■ EXERCISE DATA:
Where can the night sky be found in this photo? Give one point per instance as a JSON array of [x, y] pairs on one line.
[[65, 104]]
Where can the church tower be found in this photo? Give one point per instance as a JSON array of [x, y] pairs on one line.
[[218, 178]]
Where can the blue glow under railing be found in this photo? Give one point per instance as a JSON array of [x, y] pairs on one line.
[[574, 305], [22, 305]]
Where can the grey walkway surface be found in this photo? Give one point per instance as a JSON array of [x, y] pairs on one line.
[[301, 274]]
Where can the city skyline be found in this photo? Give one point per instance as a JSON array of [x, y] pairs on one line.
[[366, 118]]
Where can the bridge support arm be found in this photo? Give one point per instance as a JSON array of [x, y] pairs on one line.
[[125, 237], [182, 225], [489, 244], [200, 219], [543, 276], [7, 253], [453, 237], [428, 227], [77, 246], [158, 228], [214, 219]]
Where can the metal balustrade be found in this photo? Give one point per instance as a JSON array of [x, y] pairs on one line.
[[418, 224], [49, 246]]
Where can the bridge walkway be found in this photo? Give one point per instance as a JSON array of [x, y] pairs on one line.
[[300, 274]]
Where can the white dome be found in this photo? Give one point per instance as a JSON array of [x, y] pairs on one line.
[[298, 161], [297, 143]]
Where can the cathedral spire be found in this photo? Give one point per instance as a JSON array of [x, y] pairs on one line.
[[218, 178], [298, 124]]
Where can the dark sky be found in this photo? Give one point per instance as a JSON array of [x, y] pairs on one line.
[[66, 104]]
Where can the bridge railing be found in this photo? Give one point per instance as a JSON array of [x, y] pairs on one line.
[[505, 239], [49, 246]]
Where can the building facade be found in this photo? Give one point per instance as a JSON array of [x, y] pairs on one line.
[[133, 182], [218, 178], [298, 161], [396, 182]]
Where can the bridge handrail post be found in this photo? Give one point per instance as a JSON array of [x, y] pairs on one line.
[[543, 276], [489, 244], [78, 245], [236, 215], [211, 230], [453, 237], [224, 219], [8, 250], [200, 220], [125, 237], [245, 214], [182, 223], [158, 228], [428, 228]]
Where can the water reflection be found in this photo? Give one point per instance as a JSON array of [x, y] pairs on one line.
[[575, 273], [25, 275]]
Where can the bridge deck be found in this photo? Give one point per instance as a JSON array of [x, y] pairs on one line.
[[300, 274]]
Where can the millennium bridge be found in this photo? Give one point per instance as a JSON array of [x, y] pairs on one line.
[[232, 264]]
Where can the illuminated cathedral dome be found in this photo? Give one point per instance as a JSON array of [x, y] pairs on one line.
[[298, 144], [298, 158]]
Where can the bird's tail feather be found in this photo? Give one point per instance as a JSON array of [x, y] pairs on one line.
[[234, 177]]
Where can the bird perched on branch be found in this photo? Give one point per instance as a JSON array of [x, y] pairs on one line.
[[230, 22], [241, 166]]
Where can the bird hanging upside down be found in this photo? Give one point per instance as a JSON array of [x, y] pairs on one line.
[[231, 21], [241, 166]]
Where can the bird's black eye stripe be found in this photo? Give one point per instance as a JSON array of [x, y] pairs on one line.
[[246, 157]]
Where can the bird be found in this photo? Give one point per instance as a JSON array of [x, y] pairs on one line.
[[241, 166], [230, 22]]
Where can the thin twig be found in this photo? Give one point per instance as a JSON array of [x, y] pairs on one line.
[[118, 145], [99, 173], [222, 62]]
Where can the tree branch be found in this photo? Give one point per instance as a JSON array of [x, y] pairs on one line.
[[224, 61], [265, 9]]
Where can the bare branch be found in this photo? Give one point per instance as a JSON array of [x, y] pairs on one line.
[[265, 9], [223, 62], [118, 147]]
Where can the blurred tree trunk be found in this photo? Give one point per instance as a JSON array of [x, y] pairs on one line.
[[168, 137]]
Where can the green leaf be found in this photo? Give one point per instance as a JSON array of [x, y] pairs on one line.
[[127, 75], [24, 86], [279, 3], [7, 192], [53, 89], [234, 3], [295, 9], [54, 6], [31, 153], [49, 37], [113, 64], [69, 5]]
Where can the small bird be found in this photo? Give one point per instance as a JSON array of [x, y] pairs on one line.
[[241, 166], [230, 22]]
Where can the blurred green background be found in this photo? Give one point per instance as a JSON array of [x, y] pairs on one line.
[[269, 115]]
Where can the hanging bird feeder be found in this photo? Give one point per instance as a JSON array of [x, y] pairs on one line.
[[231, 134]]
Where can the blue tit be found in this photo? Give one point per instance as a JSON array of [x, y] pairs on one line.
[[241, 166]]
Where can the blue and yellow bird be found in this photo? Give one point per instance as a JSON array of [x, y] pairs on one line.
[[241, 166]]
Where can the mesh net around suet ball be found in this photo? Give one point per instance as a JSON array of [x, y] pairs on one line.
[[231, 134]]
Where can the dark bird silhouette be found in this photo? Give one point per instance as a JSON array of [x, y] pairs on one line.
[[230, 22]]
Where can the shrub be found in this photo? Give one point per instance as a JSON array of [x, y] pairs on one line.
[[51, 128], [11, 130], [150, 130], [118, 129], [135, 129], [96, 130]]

■ STATED EXERCISE: Please give the listing again from the line with "Where can the bird be" up to and including the line with "[[224, 61], [265, 9]]", swapping "thin twig" for "slender twig" and keeping everything else the same.

■ CORRECT ANSWER:
Where can the bird be found in this photo? Give one point per instance as a JSON array of [x, y] pairs on one line.
[[241, 166], [230, 22]]
Where can the slender twig be found in this photo? Give one point per instance as a JSON array of [x, y] pairs on one line.
[[118, 145], [99, 173], [222, 62]]
Where can the tree branch be found in this photo? Give one point per instance as a JSON array of [x, y] pairs on one line.
[[224, 61], [265, 9]]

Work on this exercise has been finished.